▸ **SOURCE EXTRACT**:
═══
In the sphere of feelings and affection this sense of the absence and abandonment by God was the most acute pain for the soul of Jesus who drew his strength and joy from union with the Father. [60]

            A very interesting illustration of what we have just been dealing with occurs in the first lines of the Magnificat (Lk. 1:46-47).  Mary said:  “My soul doth magnify the Lord and my spirit hath rejoiced in God my Saviour.” [61]  Whereas in his passion Jesus did not allow the joy from his union with the Father in the beatific vision to overflow into his soul and sensitive nature, the case with Mary in her pregnancy is quite different.  From the moment of the angel's announcement her spirit had been filled with joy in God and His Christ.  Later when she spoke to Elizabeth she could rightly say that her soul magnifies the Lord (megalúnei – present tense) and her spirit has been rejoicing in God her Savior (hegallíasen – aorist tense). 

            This very correct use of tenses which is mirrored in the Vulgate (magnificat –  present tense; exsultavit – perfect tense) indicates that the joy in Mary’s spirit preceded that in her soul because this, indeed, is the order established by God.  Because this distinction between the functions of soul and spirit is not adverted to among most contemporary exegetes, virtually none of the modern language translations of the Bible respect the sequence of tenses found in the first two lines of the Magnificat.  One modern author, who seems to recognize the differentiation between soul and spirit in one sentence, nevertheless says in subsequent ones that Mary's words could be just as well rendered:  “My spirit magnifies the Lord and my soul has rejoiced in God my Savior” without affecting the meaning in any way. [62]  However seemingly innocently, such a statement represents an inability to recognize the precision of the biblical language and the insight which it affords into the functioning of the “spiritual organism.”  It is always exceedingly dangerous to attempt to “rearrange” the language in which God’s revelation comes to us.

            D.  Bishop Kallistos (Timothy Ware) of Diocleia relates the three dimensions of man’s being to the very rich biblical word “heart”:

(1)  The heart is something existing on the material level, a part of our body, the centre of our organism from the physical point of view.  This material aspect of the heart must not be forgotten:  when Orthodox ascetic texts speak of the heart, they mean (among other things) the ‘carnal heart’, ‘a piece of muscular flesh’, and they are not to be understood solely in a symbolical or metaphorical sense.

(2)  The heart is connected in a special way with man's psychic composition, with his soul:  if the heart stops beating, we know from this that the soul is no longer in the body.
═══
▸ **AVAILABLE DATA**:

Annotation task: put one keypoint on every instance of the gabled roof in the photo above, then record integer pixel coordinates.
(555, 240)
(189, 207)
═══
▸ **EXERCISE SET**:
**a.** Copy the section of the excerpt on soul and spirit that begins with the words containing "(2)  The heart" and ends with "in the body.".
**b.** In the excerpt on soul and spirit, which tense does the Vulgate use for "exsultavit"?

▸ **OUTPUTS FOR THE TASKS**:
**a.**
(2)  The heart is connected in a special way with man's psychic composition, with his soul:  if the heart stops beating, we know from this that the soul is no longer in the body.

**b.** The perfect tense.